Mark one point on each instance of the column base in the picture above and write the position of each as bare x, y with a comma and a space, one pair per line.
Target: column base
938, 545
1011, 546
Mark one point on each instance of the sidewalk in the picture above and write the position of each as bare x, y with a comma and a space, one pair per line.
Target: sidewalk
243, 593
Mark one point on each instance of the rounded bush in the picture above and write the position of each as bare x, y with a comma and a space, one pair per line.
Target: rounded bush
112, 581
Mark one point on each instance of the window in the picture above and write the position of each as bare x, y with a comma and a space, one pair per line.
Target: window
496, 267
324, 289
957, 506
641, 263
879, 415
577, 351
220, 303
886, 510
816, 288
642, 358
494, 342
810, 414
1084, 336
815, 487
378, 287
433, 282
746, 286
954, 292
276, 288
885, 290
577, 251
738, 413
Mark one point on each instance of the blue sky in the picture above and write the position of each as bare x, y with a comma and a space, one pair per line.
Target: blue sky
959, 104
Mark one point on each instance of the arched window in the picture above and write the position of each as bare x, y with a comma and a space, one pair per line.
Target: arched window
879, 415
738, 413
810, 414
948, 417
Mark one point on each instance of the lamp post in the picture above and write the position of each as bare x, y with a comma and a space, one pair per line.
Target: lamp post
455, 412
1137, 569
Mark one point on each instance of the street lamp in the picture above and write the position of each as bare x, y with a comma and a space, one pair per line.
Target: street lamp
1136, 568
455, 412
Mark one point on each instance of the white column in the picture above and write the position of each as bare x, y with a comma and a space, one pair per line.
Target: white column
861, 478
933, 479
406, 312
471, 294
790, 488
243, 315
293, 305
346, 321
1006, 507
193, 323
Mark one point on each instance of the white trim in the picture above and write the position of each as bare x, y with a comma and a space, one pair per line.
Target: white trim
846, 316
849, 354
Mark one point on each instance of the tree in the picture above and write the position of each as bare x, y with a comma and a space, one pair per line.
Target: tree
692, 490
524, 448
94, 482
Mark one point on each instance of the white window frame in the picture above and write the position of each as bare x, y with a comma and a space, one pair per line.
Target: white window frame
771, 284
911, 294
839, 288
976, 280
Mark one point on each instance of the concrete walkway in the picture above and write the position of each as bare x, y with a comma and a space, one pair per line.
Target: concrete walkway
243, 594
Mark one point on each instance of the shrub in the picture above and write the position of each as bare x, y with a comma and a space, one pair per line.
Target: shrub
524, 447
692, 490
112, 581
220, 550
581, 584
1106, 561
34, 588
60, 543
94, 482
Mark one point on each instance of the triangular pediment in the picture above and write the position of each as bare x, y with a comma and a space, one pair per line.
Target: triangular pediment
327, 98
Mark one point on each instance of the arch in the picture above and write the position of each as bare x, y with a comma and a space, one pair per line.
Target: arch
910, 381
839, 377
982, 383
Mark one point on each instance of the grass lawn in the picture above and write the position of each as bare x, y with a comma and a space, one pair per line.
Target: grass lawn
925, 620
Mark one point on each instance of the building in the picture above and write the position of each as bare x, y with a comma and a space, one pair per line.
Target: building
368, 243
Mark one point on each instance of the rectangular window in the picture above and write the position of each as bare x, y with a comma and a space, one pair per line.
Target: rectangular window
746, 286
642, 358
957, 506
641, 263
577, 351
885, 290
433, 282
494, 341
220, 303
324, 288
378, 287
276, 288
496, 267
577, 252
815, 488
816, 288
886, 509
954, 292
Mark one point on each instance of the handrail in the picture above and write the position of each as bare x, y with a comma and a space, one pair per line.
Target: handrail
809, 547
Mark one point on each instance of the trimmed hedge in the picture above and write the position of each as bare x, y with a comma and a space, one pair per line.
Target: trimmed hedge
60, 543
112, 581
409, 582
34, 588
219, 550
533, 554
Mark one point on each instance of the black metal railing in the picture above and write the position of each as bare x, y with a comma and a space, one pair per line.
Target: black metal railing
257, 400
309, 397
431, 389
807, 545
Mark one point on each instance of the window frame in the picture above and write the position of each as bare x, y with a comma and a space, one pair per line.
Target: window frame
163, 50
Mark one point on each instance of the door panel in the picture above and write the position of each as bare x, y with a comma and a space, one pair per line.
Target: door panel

__DO THIS__
Quote exactly and only the lines from the one holding "Mark one point on each instance of the arch in" through the end of the data.

__RIGHT ANSWER__
Mark one point on each instance of the arch in the picture above and write the position of each as bare x, y with a comma and a space, one pair per line.
Target: arch
910, 381
839, 377
982, 383
Mark one point on each instance of the grass lawn in the picture above and write the position of each as bare x, y with a comma and a space, one pair per line.
Target: grass lawn
925, 620
Mark one point on each instance of the building in the picture above and write the position of each as bare x, y with a comma and a space, one pair per line.
Target: building
368, 243
Mark one point on each instance of the rectangular window in the picture above and write the position of each as bare x, y with a comma and a space, one pair per line.
Target: rectangular window
746, 286
642, 358
957, 506
641, 263
577, 351
885, 290
433, 282
494, 341
220, 303
324, 288
378, 287
276, 288
496, 267
577, 252
815, 488
816, 288
886, 509
954, 292
Mark one point on each instance of the handrail in the picture above and write the position of each as bare x, y with a comma and a space, one pair per line.
Target: handrail
809, 547
Mark one point on each instance of the trimmed hedge in the picture above and write the position of each as bare x, y with a comma and a space, one pair per line.
Target: trimmed hedge
60, 543
112, 581
409, 582
34, 588
219, 550
533, 554
Mark one point on each instance of the black metal railing in the picture above and write the position of each as bare x, y with a comma and a space, one pair per line.
Target: black metal railing
257, 400
309, 397
431, 389
807, 545
Mark one point on each instance of the window frame in the picture above and write the position of each as bare x, y with a comma and a space, one pair per line.
Target: window frame
163, 50
Mark one point on each instance of the door panel in the picture above and write the position of each as bare x, y with a comma and a space, one pair per line.
Target: door panel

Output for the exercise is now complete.